→ **WORK ORDER 1**: From the passage on technome predictive performance, list every qualification criterion it names.
→ **WORK ORDER 2**: Reproduce the portion of the passage on technome predictive performance starting at "The results are shown in Fig. 8." and ending at "hard kernel B71.", word for word.

The results are shown in Fig. 8. The predictive performance [% AUC on test set] in 10-fold CV (SSD) improved to 81.5% (74.4%) with technome predictive mode in comparison to GLM with 60.7% (60.0%) or random forest with 58.1% (59.1%). The technome was also superior to a RAVEL-like calibration of 70.4% (64.6%) and the naive approach via GLM with AUC of 70.8% (65.4%) or via random forest with 74.8% (67.0%).

Figure 8
figure 8

Predictive performance [% AUC] in 10-fold CV (blue) and SSD (red) for centrilobular emphysema prediction in the COPD study.

As a comparison, the predictive performance of LAA signature on the soft kernel B36, which is the clinical standard for emphysema classification, was 76.6% (74.3%), which is numerically inferior to the technome calibration for the hard kernel B71.

mCRC dataset – one-year-survival prediction

The results are shown in Fig. 9. The predictive performance [% AUC on test set] in 10-fold CV (SSD) improved to 66.5% (53.4%) with technome predictive mode in comparison to GLM with 49.2% (49.9%) or random forest with 57.6% (49.3%). The technome was also superior to a RAVEL-like calibration of 58.9% (50.4%) and the naive approach via GLM with AUC of 49.9% (49.2%) or random forest with 44.5% (43.3%). In the SSD scenario, no approach yielded an acceptable predictive performance. Apparently, the variation is too large to calibrate the signature with only few data.

Figure 9
figure 9

Predictive performance [% AUC] in 10-fold CV (blue) and SSD (red) for one-year-survival prediction in the mCRC study.

For comparison, an advanced deep learning approach based on sparse autoencoder pre-training35 optimised for the same data achieved a performance of 71.1%. A radiomics approach with a random forest highly optimised by hyperparameter tuning using a nested CV and all PyRadiomics features calculated within the tumour ROIs achieves 56.8%.

Technome discovery – understand importance of qualification criteria and surrogates

In a first step, the association of predictive performance with each qualification criterion individually was inspected. Apparently, only inSilico and inVivo qualification show a deterministic behaviour for high qualifications. This is shown exemplarily for centrilobular emphysema and the inSilico qualification in Fig. 10 on the left. The inVitro and orthogonality qualification used alone, however, are not associated with predictive performance. This is shown exemplarily for the inVitro qualification on the right in Fig. 10. When the loss L is minimised, the tradeoff between training loss and calibration loss used in the Bayesian optimisation detects a point of good predictive performance for the inVivo and inSilico qualification within the deterministic area (‘Bayes’ in Fig. 10).

Figure 10
figure 10

Association of the inSilico (left) and inVitro qualification (right) with the predictive performance for centrilobular emphysema. For high qualification the inSilico qualification criterion leads to a higher correlation of predictive quality with qualification, while the correlation of the predictive performance rapidly decreases for lower qualification. The inVitro qualification criterion when used alone, however, shows no obvious association with predictive performance. Only for inVivo and inSilico qualification criteria, the Bayesian optimisation constructed a technome calibration with a good predictive performance (‘Bayes’).

→ **PROVIDED RECORDS**:

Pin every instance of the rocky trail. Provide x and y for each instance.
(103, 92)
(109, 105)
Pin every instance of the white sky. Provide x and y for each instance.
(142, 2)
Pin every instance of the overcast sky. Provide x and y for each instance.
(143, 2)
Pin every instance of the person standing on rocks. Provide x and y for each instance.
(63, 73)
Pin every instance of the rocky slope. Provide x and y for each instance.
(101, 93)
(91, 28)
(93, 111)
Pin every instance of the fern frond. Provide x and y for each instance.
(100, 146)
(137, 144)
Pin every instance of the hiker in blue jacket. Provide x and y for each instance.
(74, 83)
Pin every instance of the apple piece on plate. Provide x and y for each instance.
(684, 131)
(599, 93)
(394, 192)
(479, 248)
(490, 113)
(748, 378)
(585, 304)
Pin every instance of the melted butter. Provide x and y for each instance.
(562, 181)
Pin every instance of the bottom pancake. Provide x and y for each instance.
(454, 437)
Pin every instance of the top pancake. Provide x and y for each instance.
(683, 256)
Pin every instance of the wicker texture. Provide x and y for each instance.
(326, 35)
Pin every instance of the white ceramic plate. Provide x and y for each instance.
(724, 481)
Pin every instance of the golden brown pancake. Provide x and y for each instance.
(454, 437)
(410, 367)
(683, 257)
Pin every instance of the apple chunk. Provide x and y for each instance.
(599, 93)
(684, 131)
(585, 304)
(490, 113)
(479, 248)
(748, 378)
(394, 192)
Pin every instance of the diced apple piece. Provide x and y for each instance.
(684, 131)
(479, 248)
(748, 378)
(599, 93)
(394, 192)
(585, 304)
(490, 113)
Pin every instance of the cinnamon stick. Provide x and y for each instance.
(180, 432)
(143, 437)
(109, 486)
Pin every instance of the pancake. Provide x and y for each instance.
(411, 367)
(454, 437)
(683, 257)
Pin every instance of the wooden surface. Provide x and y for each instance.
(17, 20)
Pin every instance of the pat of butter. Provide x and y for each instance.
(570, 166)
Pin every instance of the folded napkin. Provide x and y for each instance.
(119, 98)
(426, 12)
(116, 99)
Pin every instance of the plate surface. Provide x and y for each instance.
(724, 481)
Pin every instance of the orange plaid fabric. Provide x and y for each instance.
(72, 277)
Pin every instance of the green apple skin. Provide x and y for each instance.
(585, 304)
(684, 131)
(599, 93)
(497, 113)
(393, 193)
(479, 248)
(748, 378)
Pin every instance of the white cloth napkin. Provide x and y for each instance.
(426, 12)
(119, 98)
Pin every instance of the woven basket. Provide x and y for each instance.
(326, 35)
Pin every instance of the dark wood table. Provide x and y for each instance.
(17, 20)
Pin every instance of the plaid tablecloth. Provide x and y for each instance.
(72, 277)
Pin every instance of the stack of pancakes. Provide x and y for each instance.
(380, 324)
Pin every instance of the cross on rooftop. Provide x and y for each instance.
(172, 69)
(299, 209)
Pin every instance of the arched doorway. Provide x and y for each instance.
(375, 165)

→ **WRITTEN REPLY 1**: inSilico, inVivo, inVitro, orthogonality

→ **WRITTEN REPLY 2**:
The results are shown in Fig. 8. The predictive performance [% AUC on test set] in 10-fold CV (SSD) improved to 81.5% (74.4%) with technome predictive mode in comparison to GLM with 60.7% (60.0%) or random forest with 58.1% (59.1%). The technome was also superior to a RAVEL-like calibration of 70.4% (64.6%) and the naive approach via GLM with AUC of 70.8% (65.4%) or via random forest with 74.8% (67.0%).

Figure 8
figure 8

Predictive performance [% AUC] in 10-fold CV (blue) and SSD (red) for centrilobular emphysema prediction in the COPD study.

As a comparison, the predictive performance of LAA signature on the soft kernel B36, which is the clinical standard for emphysema classification, was 76.6% (74.3%), which is numerically inferior to the technome calibration for the hard kernel B71.